Where in the data below does the word "sleeve" appear? Copy every line that has it.

Natural-language object grounding data
++++++++++++++++++++
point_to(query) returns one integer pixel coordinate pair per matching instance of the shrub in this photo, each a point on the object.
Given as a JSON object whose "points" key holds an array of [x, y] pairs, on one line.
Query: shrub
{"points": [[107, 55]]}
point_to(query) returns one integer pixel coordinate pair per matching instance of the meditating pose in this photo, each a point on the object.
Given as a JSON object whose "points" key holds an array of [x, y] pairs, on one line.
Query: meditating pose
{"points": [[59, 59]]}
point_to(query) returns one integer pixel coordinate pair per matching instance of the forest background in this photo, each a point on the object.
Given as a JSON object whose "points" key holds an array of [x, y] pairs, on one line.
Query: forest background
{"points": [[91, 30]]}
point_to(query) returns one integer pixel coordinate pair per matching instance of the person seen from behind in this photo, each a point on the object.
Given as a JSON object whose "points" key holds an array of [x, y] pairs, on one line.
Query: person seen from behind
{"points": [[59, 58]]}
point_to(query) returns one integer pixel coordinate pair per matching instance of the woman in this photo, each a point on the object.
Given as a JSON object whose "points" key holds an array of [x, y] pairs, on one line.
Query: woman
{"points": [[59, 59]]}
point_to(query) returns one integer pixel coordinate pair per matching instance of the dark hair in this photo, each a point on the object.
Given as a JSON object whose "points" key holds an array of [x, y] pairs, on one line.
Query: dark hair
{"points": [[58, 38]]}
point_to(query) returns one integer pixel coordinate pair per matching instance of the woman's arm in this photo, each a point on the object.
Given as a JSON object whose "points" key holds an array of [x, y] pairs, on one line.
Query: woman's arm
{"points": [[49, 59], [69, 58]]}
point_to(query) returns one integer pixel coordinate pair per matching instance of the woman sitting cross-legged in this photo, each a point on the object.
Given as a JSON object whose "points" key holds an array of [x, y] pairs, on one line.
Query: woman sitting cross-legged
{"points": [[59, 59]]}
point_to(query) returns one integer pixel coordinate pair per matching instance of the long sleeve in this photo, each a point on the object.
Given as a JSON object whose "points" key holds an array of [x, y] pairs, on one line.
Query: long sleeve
++++++++++++++++++++
▶ YOUR RESPONSE
point_to(query) returns one integer pixel coordinate pair per matching instance of the long sleeve in this photo, each a point on the object.
Query: long sleeve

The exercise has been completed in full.